Work instruction.
Begin at the top of the records and copy each line exactly. The line containing "Quickly — is there any tree anywhere" is the last one to include.

Data for this task.

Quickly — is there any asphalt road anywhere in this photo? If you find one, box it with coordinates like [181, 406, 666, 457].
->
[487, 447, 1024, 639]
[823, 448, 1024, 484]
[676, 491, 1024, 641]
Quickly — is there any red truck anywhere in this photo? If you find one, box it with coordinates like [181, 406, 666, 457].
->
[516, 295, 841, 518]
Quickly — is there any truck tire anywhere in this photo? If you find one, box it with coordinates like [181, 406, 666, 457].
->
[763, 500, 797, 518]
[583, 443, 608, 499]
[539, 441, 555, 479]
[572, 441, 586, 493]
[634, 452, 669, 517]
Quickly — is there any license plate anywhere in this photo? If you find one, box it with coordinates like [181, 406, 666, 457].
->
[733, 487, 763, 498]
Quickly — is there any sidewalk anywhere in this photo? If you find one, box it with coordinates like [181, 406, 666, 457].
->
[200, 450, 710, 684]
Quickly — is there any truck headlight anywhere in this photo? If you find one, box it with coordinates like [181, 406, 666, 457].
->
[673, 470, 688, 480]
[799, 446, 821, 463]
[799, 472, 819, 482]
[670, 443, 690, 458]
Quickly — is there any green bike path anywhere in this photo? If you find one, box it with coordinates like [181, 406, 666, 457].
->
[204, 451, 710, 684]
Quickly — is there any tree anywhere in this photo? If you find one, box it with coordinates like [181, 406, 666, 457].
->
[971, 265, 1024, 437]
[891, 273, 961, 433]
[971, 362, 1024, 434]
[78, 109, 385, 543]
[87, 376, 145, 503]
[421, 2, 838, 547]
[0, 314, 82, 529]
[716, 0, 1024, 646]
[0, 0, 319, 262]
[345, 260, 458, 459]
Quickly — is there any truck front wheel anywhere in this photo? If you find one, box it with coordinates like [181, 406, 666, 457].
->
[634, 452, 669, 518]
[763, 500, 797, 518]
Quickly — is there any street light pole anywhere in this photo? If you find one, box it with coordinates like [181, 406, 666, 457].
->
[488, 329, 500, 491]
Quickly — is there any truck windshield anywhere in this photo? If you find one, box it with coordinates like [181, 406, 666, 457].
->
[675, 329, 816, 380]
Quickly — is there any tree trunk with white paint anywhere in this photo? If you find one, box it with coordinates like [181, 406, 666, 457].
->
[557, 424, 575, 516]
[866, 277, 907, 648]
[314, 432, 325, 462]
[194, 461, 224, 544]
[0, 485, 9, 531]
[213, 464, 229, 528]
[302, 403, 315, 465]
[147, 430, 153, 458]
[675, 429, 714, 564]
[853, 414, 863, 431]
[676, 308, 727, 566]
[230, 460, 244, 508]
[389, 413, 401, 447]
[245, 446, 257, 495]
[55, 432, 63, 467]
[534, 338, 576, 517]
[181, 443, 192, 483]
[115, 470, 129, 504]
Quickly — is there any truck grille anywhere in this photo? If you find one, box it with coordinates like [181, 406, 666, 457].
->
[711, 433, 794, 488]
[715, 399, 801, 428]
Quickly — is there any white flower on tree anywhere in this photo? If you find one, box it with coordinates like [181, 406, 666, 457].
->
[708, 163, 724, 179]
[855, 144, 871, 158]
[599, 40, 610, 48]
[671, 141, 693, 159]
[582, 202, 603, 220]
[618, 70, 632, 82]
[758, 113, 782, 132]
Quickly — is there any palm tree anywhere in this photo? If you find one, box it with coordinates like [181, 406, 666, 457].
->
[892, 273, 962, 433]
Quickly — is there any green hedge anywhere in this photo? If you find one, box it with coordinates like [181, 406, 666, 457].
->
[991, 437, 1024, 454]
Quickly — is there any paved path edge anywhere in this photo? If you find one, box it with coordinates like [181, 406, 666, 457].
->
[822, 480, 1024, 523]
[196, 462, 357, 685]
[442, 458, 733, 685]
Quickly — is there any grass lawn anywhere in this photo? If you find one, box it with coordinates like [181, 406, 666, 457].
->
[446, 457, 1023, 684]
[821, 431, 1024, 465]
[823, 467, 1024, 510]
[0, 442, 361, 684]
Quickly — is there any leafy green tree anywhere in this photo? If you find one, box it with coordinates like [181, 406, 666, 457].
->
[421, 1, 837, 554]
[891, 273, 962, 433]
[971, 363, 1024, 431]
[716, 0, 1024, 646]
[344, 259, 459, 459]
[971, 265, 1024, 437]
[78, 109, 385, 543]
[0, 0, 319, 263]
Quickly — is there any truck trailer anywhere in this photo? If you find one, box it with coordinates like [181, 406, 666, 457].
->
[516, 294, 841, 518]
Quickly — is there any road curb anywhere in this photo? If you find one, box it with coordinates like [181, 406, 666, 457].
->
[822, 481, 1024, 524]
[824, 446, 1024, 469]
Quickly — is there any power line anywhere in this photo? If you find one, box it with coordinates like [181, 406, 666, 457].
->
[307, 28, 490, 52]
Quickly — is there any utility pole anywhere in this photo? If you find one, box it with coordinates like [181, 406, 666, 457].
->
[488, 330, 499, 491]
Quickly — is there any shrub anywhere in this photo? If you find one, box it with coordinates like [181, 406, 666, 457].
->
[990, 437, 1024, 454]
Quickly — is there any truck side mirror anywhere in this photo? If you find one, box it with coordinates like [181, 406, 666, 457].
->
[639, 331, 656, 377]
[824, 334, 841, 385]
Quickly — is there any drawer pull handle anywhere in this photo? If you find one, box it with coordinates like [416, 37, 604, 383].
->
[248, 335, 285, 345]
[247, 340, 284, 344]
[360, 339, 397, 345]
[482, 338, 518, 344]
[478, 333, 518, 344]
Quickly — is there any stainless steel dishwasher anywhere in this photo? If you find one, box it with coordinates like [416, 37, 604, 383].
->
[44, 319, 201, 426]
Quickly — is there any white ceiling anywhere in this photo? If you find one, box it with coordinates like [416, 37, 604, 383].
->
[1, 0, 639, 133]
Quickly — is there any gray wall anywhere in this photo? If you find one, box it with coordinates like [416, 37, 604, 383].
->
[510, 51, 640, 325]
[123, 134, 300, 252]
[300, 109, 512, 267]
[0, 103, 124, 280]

Written response.
Quickly — is there any asphalt road anywhere in this photo? If you find one, box it with coordinates like [181, 406, 666, 457].
->
[487, 447, 1024, 639]
[823, 448, 1024, 484]
[676, 491, 1024, 641]
Quickly — is there any red truck anywhere in this photo? If you find one, box it with coordinates like [181, 406, 666, 457].
->
[516, 295, 841, 518]
Quickly — is there any truck tire anywhere in this photo? If you find one, box it with coordinates like [181, 406, 666, 457].
->
[763, 500, 797, 518]
[583, 443, 608, 499]
[539, 441, 555, 479]
[572, 441, 586, 493]
[634, 452, 669, 517]
Quickly — is there any license plate anywhere in this photo? If you find one, box it with coordinates like [181, 406, 666, 457].
->
[733, 487, 763, 498]
Quickly — is there any sidewalk anywhere in this photo? If you find one, box it with coordinates like [181, 406, 666, 457].
->
[200, 450, 710, 684]
Quickly — is there any truck headlight anywhere in this photo? If you find one, box it with coordinates like [181, 406, 666, 457].
->
[673, 470, 688, 480]
[799, 446, 821, 463]
[799, 472, 819, 482]
[670, 443, 690, 458]
Quickly — is there any green bike path anywhere in this photo? If you find one, box it with coordinates like [181, 406, 666, 457].
->
[204, 451, 710, 684]
Quickly — is there any tree anywhere in this photo? If you find one, box it with coordinates like [181, 406, 666, 457].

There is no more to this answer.